Work instructions
1 - According to the film theory excerpt, who was the most prominent semiotician?
2 - Echo the film theory excerpt word for word, from "The puzzle of" up to and including "not worth examining.".

(Text excerpt)

This sort of question is largely overlooked by theorists of Cultural Studies, another area of contemporary media studies. They typically emphasize difference and divergence, highlighting the varying, even conflicting ways that audiences or critics interpret a film.
Studying how viewers appropriate a film differently is an important enterprise, but so is studying convergence. Arguably, studying convergence has priority, since the splits and variations often emerge against a background of common reactions. A libertarian can interpret Die Hard as a paean to individual initiative, while a neo-Marxist can interpret it as a skirmish in the class war, but both agree that John and Holly love each other, that her coworker is a weasel, and that in the end John McClane’s defeat of Hans Gruber counts as worthwhile. Both viewers may feel a surge of satisfaction when McClane, told by a terrorist he should have shot sooner, blasts the man and adds, “Thanks for the advice.” What enables two ideologically opposed viewers to agree on so much?
Films aren’t just understood in common; they arouse remarkably similar emotions across cultures. This is a truism, but it’s been too often sidestepped by post-1960 film theory. Who, watching The World of Apu, doesn’t feel sympathy and pity for the hero when he learns of the sudden death of his beloved wife? Perhaps we even register a measure of his despair in the face of this brutal turn of events.
We can follow a suite of emotions flitting across Apu’s face. I doubt that words are adequate to capture them.
Are these facial expressions signs that we read, like the instructions printed on a prescription bottle? Surely something deeper is involved in responding to them—for want of a better word, fellow-feeling. Indians’ marriage customs and attitudes toward death may be quite different from those of viewers in other countries, but that fact doesn’t suppress a burst of spontaneous sympathy toward the film’s hero. We are different, but we also share a lot.
The puzzle of convergence was put on the agenda quite explicitly by theorists of semiotics. Back in the 1960s, they argued that film consisted of more or less arbitrary signs and codes. Christian Metz, the most prominent semiotician, was partly concerned with how codes are “read” in concert by many viewers. Today, I suppose, most proponents of Cultural Studies subscribe to some version of the codes idea, but now the concept is used to emphasize incompatibilities. So many codes are in play, each one inflected by aspects of identity (gender, race, class, ethnicity, etc.), that commonality of response is rare or not worth examining.

(End Text excerpt)
(Given information)

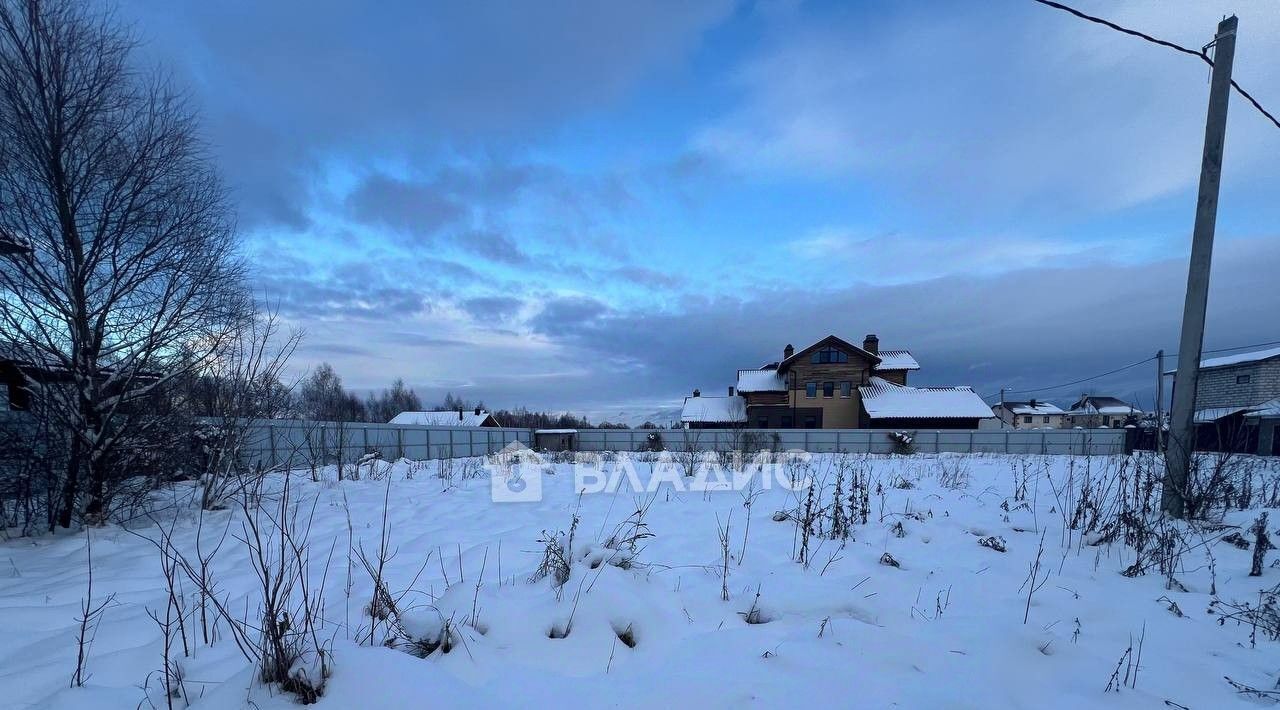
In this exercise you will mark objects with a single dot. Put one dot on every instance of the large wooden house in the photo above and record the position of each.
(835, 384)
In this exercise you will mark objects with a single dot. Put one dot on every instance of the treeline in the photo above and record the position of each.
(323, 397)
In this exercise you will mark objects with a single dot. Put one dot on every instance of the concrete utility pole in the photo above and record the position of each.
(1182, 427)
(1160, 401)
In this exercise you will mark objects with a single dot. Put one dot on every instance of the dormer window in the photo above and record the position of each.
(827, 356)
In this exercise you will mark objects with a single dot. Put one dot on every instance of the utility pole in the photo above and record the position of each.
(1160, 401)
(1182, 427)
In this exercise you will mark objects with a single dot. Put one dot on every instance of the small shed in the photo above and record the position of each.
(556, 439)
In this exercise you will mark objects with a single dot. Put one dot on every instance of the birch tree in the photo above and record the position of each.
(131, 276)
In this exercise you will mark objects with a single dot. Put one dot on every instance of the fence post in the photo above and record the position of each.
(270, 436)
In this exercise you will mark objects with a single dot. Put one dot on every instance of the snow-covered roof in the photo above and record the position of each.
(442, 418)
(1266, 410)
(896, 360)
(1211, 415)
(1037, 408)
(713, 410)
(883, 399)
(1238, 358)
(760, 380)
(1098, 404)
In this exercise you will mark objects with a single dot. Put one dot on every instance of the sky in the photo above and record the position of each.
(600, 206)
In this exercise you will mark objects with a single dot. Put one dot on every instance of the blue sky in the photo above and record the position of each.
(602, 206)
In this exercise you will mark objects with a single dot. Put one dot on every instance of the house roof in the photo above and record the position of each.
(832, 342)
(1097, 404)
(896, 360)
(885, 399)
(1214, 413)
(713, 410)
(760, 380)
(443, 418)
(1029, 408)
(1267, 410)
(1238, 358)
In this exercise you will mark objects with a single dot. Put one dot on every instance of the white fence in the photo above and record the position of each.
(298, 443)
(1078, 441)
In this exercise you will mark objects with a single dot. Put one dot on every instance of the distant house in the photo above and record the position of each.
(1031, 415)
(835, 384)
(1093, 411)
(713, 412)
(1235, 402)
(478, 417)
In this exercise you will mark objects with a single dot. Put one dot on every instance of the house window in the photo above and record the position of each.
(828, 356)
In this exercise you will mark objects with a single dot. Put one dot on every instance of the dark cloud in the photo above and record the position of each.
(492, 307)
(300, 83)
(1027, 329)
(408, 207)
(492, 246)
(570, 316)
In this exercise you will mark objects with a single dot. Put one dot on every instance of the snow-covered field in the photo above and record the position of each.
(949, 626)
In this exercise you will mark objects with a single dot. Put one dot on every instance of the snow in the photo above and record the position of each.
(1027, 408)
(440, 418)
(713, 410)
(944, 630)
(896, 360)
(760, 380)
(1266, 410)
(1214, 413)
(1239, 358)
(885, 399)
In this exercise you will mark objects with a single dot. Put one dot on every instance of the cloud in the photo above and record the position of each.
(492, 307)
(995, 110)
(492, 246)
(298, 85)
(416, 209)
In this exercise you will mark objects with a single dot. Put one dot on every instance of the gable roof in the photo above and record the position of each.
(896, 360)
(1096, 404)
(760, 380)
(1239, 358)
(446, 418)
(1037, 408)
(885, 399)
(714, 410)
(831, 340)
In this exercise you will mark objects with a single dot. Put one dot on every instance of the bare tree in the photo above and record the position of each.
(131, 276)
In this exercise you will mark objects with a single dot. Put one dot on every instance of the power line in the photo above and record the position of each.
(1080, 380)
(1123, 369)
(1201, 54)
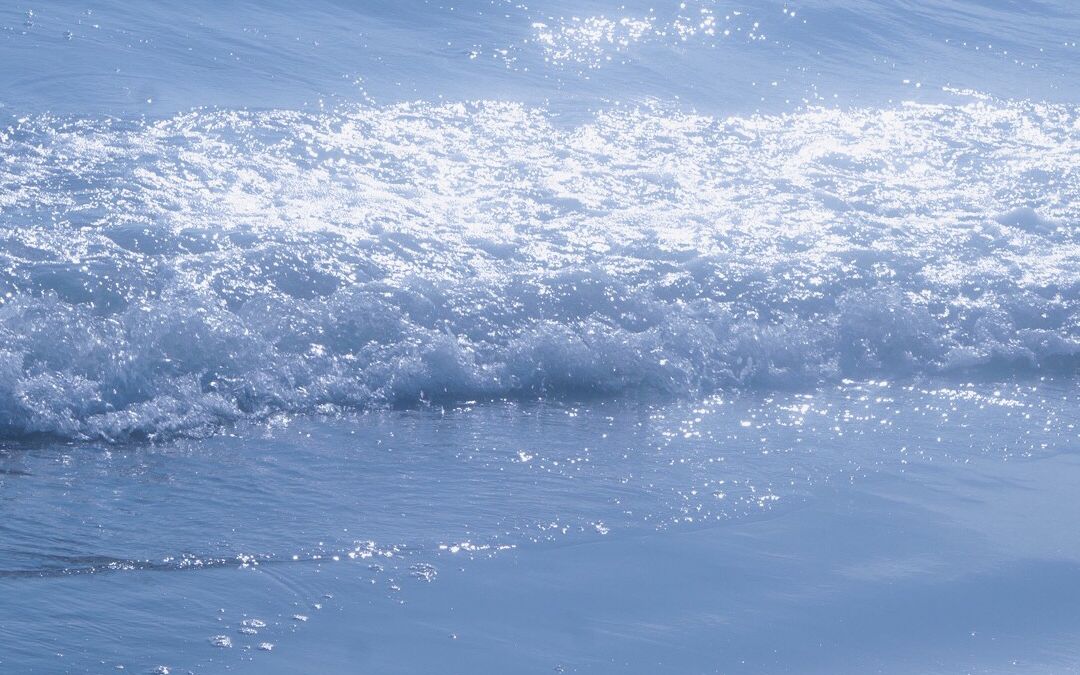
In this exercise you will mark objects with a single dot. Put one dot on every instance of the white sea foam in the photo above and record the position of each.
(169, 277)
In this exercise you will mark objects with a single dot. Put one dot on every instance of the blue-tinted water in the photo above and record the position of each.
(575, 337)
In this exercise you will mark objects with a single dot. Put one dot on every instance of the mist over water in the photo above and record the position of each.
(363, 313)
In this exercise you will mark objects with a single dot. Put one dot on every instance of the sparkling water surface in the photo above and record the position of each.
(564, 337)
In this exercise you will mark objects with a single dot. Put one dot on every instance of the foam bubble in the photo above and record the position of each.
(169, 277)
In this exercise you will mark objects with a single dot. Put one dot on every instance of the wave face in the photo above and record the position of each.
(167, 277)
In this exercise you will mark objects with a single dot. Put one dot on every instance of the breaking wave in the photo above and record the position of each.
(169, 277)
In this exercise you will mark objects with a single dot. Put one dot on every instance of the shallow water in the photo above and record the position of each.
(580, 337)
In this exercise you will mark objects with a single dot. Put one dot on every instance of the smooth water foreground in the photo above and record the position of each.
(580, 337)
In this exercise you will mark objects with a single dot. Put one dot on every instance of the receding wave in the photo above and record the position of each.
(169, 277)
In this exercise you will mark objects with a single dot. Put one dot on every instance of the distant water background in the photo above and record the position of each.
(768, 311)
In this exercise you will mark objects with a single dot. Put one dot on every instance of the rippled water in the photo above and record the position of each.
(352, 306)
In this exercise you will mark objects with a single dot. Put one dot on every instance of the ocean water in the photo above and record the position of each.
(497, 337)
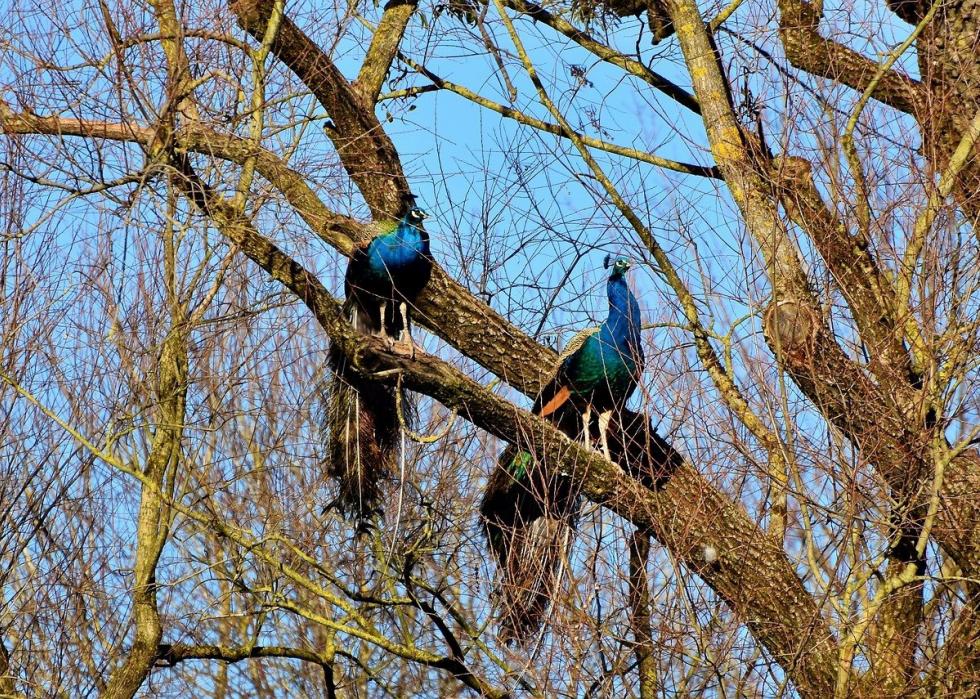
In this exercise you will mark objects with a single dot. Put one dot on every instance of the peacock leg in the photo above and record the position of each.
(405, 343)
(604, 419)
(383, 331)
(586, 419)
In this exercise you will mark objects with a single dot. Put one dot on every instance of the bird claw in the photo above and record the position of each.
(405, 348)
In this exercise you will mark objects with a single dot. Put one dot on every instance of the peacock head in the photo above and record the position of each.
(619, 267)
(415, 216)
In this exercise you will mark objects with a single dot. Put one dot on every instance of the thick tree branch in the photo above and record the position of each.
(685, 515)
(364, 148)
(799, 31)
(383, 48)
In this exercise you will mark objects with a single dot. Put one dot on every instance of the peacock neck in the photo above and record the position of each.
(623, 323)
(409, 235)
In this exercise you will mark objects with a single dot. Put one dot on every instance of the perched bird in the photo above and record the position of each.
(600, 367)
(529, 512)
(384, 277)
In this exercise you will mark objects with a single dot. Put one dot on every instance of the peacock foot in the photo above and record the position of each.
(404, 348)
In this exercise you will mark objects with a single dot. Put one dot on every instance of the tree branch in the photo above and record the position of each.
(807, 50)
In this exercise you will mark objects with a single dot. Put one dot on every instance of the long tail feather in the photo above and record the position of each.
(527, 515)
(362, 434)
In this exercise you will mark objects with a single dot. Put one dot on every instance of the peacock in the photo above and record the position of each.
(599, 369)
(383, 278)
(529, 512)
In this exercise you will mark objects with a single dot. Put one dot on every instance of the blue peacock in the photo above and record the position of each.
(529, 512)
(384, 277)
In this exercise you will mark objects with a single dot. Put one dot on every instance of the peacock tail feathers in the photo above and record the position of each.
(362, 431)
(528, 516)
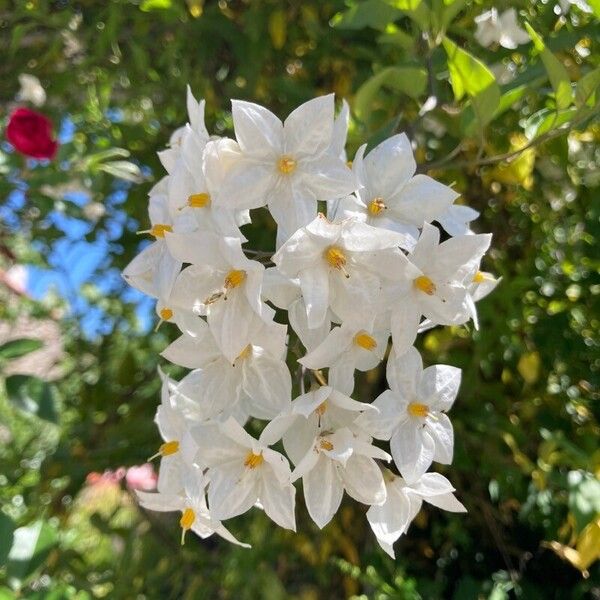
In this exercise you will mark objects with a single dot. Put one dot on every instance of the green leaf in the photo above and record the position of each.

(End Given information)

Answer list
1 - Christian Metz

2 -
The puzzle of convergence was put on the agenda quite explicitly by theorists of semiotics. Back in the 1960s, they argued that film consisted of more or less arbitrary signs and codes. Christian Metz, the most prominent semiotician, was partly concerned with how codes are “read” in concert by many viewers. Today, I suppose, most proponents of Cultural Studies subscribe to some version of the codes idea, but now the concept is used to emphasize incompatibilities. So many codes are in play, each one inflected by aspects of identity (gender, race, class, ethnicity, etc.), that commonality of response is rare or not worth examining.